AIM:
Reproduce the records below verbatim, starting from their first line and stopping after the line that contains "top-left (53, 245), bottom-right (125, 328)".

WORKING DATA:
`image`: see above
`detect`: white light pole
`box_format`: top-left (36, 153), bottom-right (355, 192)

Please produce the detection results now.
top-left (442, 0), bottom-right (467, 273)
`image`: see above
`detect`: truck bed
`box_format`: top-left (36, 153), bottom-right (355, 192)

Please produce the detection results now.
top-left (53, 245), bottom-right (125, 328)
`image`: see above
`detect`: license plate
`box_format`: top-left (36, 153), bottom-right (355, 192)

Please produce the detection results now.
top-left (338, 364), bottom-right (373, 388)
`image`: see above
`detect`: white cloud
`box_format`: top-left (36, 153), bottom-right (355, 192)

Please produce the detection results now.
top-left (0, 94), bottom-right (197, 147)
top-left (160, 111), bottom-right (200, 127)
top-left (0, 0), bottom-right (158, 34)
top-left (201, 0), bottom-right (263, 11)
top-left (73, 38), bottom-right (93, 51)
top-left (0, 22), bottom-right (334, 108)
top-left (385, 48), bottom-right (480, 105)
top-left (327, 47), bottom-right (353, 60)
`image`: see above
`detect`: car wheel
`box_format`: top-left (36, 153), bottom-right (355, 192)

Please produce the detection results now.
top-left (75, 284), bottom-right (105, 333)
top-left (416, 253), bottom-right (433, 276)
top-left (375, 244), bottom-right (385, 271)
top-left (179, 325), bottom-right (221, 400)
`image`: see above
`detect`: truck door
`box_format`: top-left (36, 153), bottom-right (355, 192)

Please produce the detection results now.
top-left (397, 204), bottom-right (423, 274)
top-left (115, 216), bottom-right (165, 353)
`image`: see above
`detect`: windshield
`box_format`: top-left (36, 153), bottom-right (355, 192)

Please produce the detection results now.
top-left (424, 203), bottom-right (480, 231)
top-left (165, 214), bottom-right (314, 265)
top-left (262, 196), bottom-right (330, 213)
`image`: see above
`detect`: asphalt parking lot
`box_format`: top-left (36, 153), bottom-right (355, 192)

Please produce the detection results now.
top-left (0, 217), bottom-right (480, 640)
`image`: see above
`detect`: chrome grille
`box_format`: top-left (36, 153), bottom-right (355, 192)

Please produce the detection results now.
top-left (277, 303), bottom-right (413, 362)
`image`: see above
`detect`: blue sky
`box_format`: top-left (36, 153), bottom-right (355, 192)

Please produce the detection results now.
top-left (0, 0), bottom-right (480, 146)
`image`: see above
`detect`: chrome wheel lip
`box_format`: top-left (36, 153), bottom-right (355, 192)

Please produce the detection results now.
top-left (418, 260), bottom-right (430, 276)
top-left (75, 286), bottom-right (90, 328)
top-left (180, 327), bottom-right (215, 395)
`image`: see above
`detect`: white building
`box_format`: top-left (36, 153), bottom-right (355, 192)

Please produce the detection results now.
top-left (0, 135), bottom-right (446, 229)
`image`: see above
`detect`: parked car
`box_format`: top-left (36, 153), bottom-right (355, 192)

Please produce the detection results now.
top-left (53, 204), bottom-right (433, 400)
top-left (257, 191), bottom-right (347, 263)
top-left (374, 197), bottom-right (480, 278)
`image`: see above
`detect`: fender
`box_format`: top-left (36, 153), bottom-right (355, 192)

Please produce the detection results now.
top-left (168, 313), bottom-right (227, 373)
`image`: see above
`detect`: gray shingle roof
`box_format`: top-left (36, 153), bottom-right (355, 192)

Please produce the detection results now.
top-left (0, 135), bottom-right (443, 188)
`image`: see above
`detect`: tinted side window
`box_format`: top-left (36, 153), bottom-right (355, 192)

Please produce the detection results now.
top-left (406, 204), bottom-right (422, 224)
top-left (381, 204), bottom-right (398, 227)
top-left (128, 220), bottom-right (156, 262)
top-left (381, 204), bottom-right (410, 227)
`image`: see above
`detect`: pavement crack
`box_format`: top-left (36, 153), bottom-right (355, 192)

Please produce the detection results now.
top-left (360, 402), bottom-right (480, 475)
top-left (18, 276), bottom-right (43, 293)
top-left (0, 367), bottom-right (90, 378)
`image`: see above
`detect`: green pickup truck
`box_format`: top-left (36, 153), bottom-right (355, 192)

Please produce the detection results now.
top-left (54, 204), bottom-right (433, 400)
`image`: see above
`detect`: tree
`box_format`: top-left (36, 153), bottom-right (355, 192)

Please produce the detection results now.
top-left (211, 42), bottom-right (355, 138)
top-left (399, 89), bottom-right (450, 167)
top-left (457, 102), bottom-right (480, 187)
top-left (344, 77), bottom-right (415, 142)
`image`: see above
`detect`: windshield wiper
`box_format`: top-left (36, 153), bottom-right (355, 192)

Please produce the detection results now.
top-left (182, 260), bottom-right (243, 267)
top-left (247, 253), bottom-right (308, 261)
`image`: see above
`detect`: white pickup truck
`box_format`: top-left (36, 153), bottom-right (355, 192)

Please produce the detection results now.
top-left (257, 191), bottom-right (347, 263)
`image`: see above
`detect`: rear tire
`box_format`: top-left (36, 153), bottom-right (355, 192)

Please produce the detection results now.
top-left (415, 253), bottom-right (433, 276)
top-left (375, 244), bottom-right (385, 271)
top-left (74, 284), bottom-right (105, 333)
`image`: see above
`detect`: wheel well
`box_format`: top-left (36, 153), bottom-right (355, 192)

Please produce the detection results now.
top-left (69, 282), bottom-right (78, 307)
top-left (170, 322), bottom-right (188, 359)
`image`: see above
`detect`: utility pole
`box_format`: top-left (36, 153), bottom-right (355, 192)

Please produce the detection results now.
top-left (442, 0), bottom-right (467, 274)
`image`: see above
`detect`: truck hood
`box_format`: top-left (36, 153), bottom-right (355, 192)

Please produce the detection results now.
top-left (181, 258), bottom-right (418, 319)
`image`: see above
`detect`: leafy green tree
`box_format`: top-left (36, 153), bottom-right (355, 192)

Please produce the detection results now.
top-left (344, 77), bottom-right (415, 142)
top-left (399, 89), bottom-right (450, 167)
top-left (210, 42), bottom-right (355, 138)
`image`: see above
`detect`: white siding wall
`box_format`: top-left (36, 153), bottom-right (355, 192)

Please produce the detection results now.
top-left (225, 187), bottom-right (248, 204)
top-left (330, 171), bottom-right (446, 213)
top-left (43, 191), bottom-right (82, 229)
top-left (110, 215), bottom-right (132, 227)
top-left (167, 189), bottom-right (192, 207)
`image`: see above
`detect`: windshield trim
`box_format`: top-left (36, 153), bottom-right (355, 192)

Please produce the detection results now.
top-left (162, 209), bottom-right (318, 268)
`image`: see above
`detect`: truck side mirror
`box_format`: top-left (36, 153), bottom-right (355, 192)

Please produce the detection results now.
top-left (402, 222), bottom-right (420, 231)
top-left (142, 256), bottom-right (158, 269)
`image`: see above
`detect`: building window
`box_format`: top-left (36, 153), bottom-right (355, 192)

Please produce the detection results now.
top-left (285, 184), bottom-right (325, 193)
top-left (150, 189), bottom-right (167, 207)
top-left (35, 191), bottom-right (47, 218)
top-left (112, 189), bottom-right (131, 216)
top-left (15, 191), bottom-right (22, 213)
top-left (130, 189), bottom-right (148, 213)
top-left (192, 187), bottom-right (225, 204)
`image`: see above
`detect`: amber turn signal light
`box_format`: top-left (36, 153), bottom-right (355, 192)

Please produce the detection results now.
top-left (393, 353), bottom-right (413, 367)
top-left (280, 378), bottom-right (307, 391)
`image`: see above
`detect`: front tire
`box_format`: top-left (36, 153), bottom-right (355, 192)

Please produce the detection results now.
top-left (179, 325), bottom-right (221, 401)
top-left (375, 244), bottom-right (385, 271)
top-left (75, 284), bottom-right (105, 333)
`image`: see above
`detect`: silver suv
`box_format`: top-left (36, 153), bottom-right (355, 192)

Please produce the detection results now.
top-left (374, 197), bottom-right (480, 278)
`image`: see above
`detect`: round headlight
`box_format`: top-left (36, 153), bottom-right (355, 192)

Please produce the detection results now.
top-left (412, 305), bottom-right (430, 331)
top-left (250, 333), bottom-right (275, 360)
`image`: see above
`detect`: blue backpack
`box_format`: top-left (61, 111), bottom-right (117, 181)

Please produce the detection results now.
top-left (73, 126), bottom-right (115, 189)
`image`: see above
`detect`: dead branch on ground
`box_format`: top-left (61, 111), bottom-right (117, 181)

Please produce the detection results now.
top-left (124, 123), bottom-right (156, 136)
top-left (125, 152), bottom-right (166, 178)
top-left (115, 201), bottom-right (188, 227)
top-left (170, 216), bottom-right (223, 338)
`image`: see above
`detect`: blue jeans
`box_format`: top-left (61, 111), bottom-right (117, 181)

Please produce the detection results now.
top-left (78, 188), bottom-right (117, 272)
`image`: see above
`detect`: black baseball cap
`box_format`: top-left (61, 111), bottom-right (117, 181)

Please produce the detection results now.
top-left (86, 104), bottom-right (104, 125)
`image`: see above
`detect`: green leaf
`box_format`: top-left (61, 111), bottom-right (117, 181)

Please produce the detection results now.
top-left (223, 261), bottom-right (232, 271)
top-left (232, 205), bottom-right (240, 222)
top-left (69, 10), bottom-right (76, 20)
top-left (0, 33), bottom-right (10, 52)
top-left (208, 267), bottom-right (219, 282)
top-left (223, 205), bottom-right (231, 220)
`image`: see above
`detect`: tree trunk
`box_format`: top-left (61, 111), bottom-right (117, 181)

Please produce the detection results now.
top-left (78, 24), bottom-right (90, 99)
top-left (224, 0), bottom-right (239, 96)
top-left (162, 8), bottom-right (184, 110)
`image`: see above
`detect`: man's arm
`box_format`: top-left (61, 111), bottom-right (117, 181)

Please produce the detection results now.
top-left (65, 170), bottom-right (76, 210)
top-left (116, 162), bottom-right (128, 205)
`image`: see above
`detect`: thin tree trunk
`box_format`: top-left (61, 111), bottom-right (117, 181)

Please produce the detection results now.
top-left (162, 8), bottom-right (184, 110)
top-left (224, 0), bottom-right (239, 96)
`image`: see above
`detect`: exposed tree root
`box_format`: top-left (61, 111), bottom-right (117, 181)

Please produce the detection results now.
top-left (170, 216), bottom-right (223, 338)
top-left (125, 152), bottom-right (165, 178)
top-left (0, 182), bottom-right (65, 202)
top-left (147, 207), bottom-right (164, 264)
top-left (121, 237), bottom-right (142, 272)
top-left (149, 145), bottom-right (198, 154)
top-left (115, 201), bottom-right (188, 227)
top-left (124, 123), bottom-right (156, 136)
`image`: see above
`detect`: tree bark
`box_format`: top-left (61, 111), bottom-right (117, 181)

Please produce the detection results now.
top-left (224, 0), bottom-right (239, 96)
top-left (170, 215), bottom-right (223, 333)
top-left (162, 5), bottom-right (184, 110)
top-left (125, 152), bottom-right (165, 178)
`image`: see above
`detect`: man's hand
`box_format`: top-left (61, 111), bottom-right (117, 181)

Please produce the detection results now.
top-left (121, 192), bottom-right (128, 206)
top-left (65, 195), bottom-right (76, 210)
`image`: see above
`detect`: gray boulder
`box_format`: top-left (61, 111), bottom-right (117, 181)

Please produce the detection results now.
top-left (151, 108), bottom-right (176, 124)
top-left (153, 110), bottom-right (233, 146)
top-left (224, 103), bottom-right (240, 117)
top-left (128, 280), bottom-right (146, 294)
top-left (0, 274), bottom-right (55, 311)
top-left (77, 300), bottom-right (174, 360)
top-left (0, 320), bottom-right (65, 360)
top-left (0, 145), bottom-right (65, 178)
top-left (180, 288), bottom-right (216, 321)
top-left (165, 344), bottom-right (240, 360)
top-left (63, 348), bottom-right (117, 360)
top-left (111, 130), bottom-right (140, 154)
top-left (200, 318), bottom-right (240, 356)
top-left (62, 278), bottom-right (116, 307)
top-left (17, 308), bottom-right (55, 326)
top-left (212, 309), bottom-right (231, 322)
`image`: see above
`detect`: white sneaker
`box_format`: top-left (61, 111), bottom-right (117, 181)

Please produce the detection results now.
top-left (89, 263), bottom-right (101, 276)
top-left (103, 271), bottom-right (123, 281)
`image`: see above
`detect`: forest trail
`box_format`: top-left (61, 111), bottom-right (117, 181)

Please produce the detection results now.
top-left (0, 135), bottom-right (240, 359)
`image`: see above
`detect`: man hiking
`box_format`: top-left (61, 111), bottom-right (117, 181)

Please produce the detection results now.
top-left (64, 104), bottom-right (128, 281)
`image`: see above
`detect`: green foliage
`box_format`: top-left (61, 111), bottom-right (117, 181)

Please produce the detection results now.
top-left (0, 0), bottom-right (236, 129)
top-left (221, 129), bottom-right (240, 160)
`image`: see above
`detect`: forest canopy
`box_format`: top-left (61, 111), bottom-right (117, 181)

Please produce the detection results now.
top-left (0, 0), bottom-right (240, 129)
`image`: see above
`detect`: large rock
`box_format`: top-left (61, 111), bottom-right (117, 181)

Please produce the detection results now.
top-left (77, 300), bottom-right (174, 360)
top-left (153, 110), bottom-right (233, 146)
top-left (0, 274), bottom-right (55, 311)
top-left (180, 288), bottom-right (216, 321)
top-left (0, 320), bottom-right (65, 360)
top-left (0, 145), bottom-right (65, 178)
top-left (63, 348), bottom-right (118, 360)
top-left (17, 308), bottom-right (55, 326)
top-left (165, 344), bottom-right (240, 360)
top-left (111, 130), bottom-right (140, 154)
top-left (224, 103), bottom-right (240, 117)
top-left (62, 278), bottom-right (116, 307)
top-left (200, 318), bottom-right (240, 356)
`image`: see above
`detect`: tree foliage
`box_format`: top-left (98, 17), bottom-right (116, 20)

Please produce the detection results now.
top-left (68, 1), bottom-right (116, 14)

OUTPUT OF THE TASK:
`image`: see above
`detect`: white light pole
`box_format`: top-left (36, 153), bottom-right (355, 192)

Please produce the detection results now.
top-left (442, 0), bottom-right (467, 273)
`image`: see above
`detect`: truck bed
`box_format`: top-left (36, 153), bottom-right (355, 192)

Please produce the detection results now.
top-left (53, 245), bottom-right (125, 328)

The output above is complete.